* **YOUR GOAL**
Copy the entries below from the line containing "Where can the deer's front" through the end of the entries, both ends included. Keep the requests, but shift every coordinate in the points up by 130 and leave the pictures out.

* **DATA FOR THE TASK**
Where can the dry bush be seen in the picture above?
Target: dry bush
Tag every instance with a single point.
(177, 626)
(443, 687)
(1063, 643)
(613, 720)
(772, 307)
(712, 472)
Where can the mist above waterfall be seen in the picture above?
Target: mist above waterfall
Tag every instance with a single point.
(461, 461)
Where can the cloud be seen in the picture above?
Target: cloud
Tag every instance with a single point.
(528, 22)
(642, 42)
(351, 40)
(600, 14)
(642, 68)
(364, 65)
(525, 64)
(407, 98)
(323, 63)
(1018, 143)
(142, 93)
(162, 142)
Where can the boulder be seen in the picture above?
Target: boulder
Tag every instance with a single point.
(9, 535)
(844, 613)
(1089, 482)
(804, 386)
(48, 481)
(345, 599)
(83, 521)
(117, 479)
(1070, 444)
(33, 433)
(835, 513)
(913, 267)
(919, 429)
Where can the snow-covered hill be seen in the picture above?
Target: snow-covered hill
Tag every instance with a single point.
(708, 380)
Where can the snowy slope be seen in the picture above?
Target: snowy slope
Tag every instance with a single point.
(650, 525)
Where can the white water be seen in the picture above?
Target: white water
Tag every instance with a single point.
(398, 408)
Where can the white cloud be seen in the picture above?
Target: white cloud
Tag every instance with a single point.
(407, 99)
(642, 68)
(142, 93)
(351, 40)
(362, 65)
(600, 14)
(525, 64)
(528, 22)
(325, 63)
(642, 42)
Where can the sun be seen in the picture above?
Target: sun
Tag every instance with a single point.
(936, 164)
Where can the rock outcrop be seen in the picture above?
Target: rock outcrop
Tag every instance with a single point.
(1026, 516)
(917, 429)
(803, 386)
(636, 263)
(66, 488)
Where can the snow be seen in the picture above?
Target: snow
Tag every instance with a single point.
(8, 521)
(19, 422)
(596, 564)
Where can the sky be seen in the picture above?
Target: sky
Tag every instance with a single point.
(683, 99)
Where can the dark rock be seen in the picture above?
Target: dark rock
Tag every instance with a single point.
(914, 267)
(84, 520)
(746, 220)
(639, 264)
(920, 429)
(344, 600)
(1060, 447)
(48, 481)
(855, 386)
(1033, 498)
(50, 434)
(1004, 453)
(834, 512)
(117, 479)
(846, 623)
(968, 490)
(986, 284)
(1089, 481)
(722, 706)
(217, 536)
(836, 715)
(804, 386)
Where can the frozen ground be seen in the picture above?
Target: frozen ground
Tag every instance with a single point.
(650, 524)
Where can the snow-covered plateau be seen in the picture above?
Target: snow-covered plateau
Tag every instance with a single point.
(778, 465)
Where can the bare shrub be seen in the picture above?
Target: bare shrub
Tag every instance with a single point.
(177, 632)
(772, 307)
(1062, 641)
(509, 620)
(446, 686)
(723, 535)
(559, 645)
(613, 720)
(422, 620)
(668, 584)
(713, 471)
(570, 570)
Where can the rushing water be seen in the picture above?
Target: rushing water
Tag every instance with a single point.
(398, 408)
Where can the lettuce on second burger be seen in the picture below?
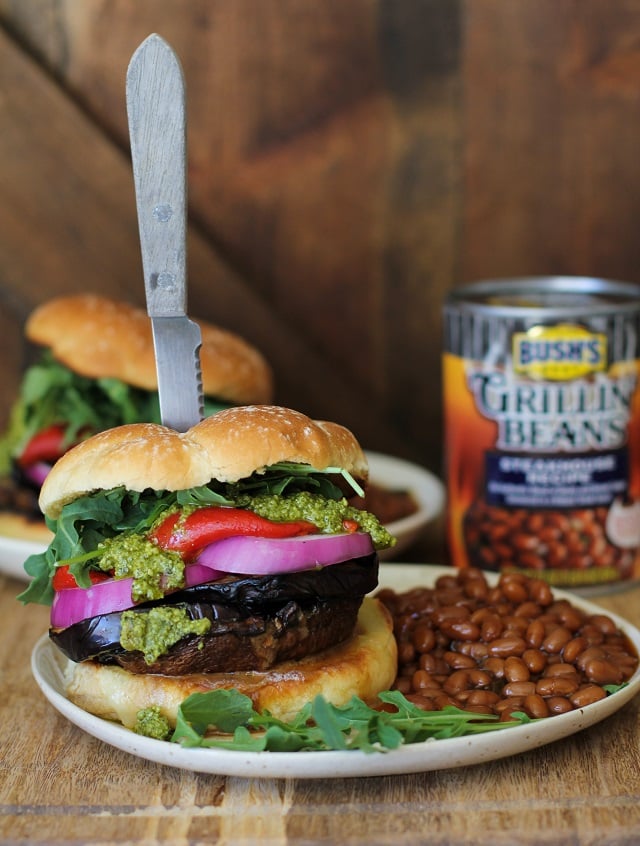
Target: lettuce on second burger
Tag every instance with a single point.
(227, 556)
(97, 371)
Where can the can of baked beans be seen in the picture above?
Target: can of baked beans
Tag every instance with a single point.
(542, 428)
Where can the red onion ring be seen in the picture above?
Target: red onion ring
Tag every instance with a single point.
(268, 556)
(75, 604)
(242, 554)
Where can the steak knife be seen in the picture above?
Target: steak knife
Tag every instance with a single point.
(155, 95)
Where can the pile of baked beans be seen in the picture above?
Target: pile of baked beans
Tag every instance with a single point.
(499, 538)
(504, 648)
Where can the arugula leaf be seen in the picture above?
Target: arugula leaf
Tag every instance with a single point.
(321, 725)
(89, 520)
(51, 393)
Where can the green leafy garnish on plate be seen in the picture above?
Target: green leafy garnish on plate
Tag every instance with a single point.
(321, 726)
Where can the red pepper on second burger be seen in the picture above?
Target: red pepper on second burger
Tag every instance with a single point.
(188, 535)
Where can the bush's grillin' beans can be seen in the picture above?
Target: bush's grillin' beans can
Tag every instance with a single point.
(542, 428)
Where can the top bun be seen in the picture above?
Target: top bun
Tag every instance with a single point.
(102, 338)
(227, 446)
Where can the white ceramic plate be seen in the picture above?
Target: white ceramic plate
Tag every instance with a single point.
(13, 554)
(48, 666)
(428, 492)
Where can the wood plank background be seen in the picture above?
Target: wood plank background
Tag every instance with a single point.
(349, 163)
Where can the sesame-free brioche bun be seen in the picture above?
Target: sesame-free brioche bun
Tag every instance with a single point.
(102, 338)
(363, 665)
(227, 446)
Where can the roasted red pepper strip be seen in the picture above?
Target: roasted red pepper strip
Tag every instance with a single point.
(215, 522)
(46, 445)
(62, 578)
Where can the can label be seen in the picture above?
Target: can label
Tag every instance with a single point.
(542, 439)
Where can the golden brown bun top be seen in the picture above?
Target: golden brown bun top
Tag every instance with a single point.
(227, 446)
(102, 338)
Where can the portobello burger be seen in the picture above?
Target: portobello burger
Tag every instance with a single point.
(97, 370)
(224, 557)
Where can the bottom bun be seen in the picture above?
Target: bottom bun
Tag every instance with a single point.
(364, 665)
(21, 527)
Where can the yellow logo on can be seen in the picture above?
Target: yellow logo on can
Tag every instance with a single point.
(559, 353)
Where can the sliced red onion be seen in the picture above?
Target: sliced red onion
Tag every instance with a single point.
(75, 604)
(267, 556)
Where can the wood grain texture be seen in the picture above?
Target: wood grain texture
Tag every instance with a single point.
(349, 164)
(551, 165)
(59, 785)
(322, 168)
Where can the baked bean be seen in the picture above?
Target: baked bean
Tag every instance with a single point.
(458, 661)
(491, 628)
(423, 638)
(587, 695)
(604, 623)
(519, 689)
(515, 591)
(503, 649)
(458, 680)
(558, 705)
(424, 702)
(556, 686)
(535, 660)
(478, 696)
(460, 629)
(422, 680)
(573, 648)
(495, 666)
(528, 609)
(561, 669)
(535, 706)
(515, 669)
(601, 671)
(556, 640)
(535, 633)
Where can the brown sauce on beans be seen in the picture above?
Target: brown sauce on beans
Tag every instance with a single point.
(497, 650)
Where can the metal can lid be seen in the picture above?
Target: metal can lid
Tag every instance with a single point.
(532, 296)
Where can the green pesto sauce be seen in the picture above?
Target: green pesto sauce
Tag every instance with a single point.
(154, 571)
(326, 514)
(151, 723)
(155, 631)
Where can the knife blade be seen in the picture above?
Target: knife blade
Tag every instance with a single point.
(155, 95)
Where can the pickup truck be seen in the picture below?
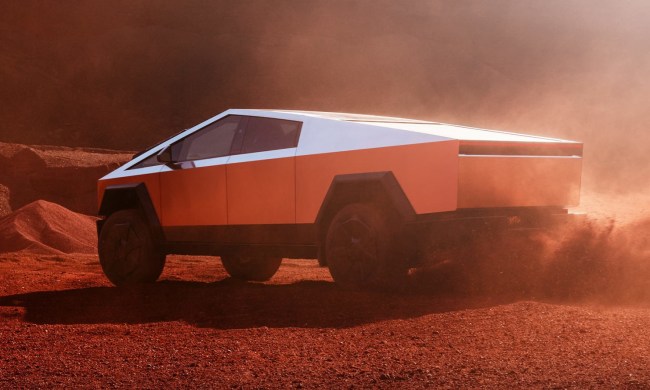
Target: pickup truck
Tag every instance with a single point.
(256, 186)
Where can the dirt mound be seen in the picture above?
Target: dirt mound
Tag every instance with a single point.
(47, 228)
(63, 175)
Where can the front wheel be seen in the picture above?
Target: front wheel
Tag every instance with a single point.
(257, 269)
(127, 251)
(364, 248)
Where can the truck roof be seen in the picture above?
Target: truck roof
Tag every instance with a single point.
(465, 134)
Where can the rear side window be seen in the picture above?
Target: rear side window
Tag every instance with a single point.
(212, 141)
(264, 134)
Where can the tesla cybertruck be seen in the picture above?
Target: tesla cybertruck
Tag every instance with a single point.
(353, 191)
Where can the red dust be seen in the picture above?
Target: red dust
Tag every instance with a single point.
(46, 228)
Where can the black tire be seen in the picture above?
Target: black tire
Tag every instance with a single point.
(127, 251)
(364, 248)
(258, 269)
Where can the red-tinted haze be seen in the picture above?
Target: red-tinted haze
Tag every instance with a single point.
(126, 74)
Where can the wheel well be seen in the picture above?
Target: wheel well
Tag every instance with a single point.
(380, 188)
(130, 196)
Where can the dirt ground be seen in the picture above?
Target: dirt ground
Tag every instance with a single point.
(63, 325)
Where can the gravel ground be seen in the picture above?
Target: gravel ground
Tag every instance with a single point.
(63, 325)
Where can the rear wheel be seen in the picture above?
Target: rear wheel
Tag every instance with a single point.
(363, 247)
(127, 252)
(257, 269)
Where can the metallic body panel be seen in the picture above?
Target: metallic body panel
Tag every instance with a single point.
(194, 196)
(428, 174)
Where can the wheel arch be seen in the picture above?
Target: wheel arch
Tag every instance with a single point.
(377, 187)
(130, 196)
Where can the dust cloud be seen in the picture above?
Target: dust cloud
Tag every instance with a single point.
(127, 74)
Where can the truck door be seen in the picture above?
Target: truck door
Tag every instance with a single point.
(262, 173)
(193, 189)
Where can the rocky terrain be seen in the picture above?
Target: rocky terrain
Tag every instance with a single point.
(568, 309)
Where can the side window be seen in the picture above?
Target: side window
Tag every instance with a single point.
(264, 134)
(214, 140)
(147, 162)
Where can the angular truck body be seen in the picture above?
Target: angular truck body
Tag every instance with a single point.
(254, 186)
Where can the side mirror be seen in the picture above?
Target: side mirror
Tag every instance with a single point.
(165, 155)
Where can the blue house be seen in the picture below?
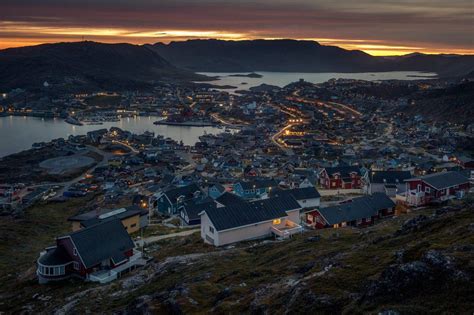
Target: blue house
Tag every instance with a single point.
(215, 191)
(254, 189)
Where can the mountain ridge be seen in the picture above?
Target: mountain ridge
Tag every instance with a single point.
(86, 65)
(288, 55)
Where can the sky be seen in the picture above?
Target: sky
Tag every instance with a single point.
(378, 27)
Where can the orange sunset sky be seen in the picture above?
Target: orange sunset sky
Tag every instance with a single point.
(378, 27)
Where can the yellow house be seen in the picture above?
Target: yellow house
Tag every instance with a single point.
(133, 218)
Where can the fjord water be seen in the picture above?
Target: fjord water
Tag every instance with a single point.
(19, 133)
(284, 78)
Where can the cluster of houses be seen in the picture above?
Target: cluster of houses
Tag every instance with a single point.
(240, 186)
(100, 247)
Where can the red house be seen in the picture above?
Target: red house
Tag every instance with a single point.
(360, 212)
(344, 177)
(99, 253)
(435, 188)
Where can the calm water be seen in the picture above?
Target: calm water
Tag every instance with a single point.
(19, 133)
(283, 78)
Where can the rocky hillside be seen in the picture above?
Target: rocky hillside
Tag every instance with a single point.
(84, 66)
(454, 103)
(417, 263)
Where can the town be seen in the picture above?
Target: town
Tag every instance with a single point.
(306, 156)
(286, 163)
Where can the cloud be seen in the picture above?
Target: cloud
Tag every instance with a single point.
(400, 24)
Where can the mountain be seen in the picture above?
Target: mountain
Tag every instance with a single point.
(263, 55)
(454, 103)
(299, 56)
(85, 65)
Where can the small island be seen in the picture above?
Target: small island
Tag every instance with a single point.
(249, 75)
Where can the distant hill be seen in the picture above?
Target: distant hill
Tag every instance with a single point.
(263, 55)
(85, 65)
(299, 56)
(455, 103)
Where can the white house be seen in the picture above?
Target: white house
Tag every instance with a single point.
(387, 182)
(307, 197)
(279, 216)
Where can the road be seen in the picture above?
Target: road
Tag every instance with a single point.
(135, 151)
(66, 185)
(153, 239)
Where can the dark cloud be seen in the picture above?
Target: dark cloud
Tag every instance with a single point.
(426, 23)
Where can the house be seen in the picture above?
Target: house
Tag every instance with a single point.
(251, 220)
(227, 199)
(169, 201)
(101, 253)
(189, 211)
(340, 177)
(216, 190)
(388, 182)
(254, 189)
(359, 212)
(434, 188)
(133, 218)
(96, 136)
(306, 197)
(465, 162)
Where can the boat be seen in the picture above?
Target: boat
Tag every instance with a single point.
(73, 121)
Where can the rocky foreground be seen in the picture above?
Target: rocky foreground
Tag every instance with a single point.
(418, 263)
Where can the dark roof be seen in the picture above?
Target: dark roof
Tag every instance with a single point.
(55, 257)
(219, 187)
(358, 208)
(246, 213)
(228, 199)
(92, 217)
(106, 240)
(389, 177)
(193, 208)
(344, 171)
(186, 191)
(264, 183)
(444, 179)
(297, 193)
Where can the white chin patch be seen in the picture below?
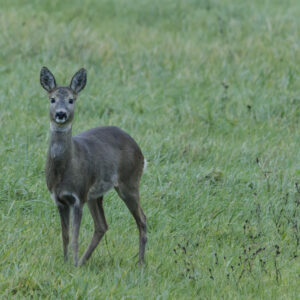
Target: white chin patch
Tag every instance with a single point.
(60, 121)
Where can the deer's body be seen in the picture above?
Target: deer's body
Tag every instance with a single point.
(87, 153)
(81, 169)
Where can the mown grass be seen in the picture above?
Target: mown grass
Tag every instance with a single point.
(210, 91)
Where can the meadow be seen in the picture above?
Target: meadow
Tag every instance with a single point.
(211, 92)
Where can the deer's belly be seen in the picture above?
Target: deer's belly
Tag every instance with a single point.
(99, 189)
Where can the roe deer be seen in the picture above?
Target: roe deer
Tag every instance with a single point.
(82, 168)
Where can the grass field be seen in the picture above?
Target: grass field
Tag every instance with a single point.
(211, 92)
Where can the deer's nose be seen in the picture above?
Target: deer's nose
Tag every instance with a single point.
(61, 115)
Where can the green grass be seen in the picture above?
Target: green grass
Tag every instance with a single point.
(210, 91)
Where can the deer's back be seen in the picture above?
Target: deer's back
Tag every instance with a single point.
(113, 157)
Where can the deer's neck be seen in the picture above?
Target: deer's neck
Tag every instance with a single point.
(61, 144)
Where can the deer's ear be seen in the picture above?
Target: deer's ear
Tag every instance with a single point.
(78, 81)
(47, 79)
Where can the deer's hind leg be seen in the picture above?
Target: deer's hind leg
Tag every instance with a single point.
(130, 195)
(100, 227)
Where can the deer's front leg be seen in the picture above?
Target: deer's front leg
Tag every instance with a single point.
(77, 214)
(64, 212)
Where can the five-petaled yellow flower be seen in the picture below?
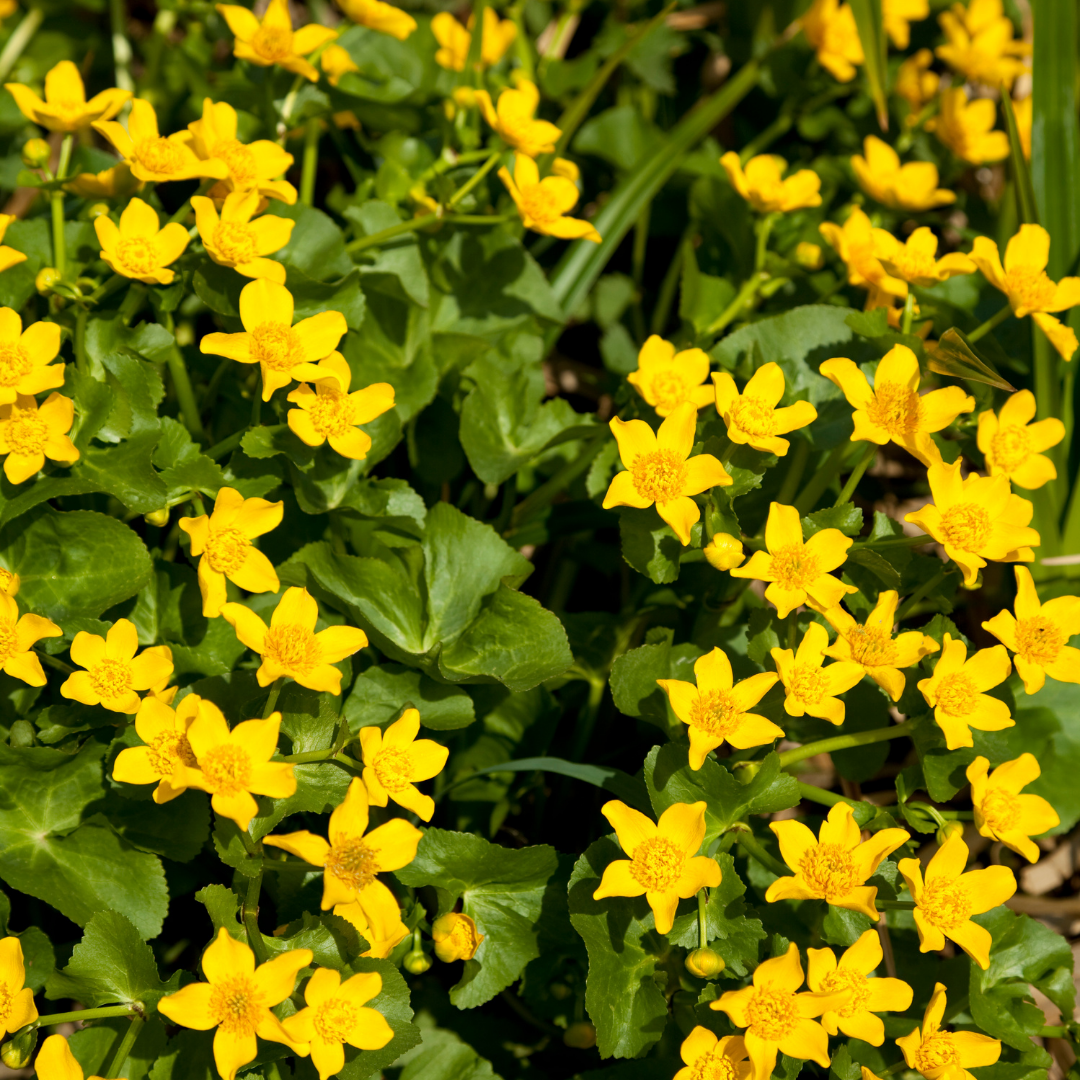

* **SOLUTION TO THIS EXERCISE**
Where can the deer's front leg be seen in the picture above?
Target: deer's front leg
Tag every instance with a single point.
(207, 344)
(194, 342)
Where can the five-petaled yellow flower be seen in the picture below?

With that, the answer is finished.